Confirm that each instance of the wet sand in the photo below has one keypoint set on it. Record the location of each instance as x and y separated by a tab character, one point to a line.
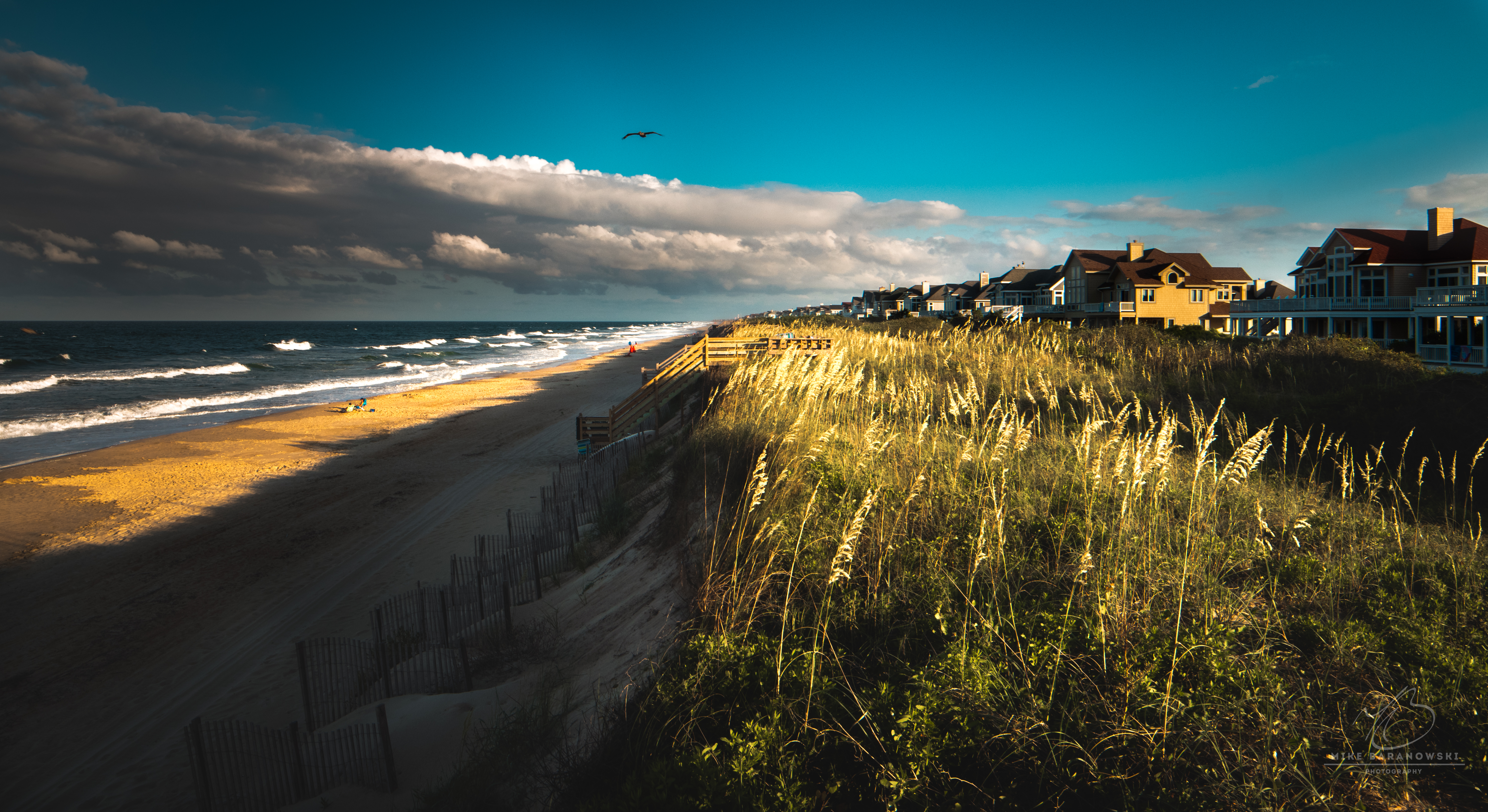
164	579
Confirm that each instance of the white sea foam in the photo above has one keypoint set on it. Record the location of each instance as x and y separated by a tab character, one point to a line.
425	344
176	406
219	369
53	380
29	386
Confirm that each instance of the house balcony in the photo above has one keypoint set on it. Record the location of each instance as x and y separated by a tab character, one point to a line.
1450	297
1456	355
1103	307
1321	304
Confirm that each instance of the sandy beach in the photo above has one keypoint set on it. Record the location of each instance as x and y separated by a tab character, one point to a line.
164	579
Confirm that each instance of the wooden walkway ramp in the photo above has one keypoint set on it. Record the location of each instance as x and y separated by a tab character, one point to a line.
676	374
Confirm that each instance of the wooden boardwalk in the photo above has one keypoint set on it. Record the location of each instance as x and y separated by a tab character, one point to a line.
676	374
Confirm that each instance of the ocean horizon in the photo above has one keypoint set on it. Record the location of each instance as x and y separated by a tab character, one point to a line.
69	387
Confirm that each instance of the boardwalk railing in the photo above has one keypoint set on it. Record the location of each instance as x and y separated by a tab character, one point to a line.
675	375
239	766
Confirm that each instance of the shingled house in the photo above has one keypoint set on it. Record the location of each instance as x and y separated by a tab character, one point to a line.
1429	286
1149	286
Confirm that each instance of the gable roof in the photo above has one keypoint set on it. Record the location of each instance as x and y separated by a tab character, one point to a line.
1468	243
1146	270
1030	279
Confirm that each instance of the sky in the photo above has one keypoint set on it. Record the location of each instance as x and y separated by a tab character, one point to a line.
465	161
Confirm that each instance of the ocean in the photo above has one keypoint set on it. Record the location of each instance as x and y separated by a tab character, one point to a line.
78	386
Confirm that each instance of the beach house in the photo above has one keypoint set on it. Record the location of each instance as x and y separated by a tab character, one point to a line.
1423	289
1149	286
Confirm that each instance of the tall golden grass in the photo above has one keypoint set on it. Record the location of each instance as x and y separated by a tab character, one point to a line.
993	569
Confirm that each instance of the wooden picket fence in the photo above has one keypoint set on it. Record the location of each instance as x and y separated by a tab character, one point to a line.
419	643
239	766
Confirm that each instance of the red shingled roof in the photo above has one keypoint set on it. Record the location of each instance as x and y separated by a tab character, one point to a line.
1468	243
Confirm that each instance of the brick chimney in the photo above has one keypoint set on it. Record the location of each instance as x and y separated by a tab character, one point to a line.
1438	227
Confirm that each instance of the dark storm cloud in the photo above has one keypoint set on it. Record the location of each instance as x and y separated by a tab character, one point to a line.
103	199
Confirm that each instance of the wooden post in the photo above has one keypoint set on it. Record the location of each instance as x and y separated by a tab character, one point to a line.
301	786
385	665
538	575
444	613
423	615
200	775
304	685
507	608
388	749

Task description
Copy out all of the records above word for word, in their original order, omitting the pictures.

Task output
Confirm that each instance of the wet sand in the photo below has one keypoint set on it. Record the location of each instance as x and y separated by a tab character, one point to a line.
164	579
Confirm that each instance of the white sea foam in the photo above has one keypoint set on it. Record the location of each instance as x and y separated by a tab character, one point to a line.
425	344
176	406
219	369
53	380
29	386
Confirm that each instance of the house balcony in the photo above has one keypoint set on it. Record the location of each instance as x and y separated by a tab character, one point to a line.
1450	297
1456	355
1103	307
1321	304
Confirm that each instance of the sandy beach in the photo above has one keypoint set on it. Record the location of each instance as x and y separated by a tab character, one point to a line.
164	579
Confirm that each instance of the wooden walkway ramp in the photo above has one keypoint set on it. Record the location of each instance as x and y separated by a tab character, one point to a line.
676	374
Confirm that each instance of the wooden boardwalk in the photo above has one keypoint set on it. Record the location of each instance as x and y separated by a tab character, one point to a line.
676	374
Confirm that each instance of the ocean horizon in the photo above has one keypoint set on it. Record the location of each instance as x and y separated by a tab character, one point to a line.
69	387
Confirm that each instance of the boardwalk railing in the photo above has one keypoint set on it. Record the location of each instance as x and y separated by a tab character, one point to a line.
675	375
239	766
Confirm that each instance of the shingled house in the photo above has one keypoint set on it. Record the location of each instance as x and y separated by a tab character, one point to a line.
1429	286
1149	286
Confirm that each instance of the gable roof in the photo above has one keypoint set on it. Record the location of each instance as x and y separated by a tab character, one point to a line.
1468	243
1146	270
1030	279
Confirm that each instance of the sky in the photo above has one keypoint set on it. Record the location of each instance as x and y separated by a tab character, one point to a line.
465	161
Confirm that each instance of the ocean in the photo above has one keypoint set on it. Record the location of each instance as x and y separated by a tab character, one point to a line.
78	386
Confirm that each instance of the beach house in the photo above has one keypoint set on it. Record the location of each instance as x and y separated by a tab character, one point to a line.
1423	289
1149	286
Confirm that each instance of the tall golden grass in the photo above has one keypoint set on it. Record the location of each instance as x and y separated by a tab character, one point to a line.
993	569
Confirm that each instance of the wooden picket fence in the photo above has one keypoint set on it. Record the location of each instance as x and y separated by a tab character, one point to a line.
419	643
239	766
Confirm that each instance of the red shingled roof in the photo above has one keypoint set on it. Record the location of each instance as x and y separated by a tab character, one point to a line.
1468	243
Confirm that each instance of the brick chimney in the photo above has one keypoint set on it. Record the location of each instance as x and y separated by a tab character, one point to a line.
1438	227
Confirm that each instance of the dark storm cloud in the photo above has one keypoint set on it. Record the location of each instance as x and y separated by a tab character, one point to a line.
103	199
Confirm that each instance of the wooden post in the photo above has one keypoint set on it. Record the location of each instance as x and y separated by a tab character, one point to a line.
301	786
385	665
538	575
444	613
423	615
200	775
304	685
507	608
388	749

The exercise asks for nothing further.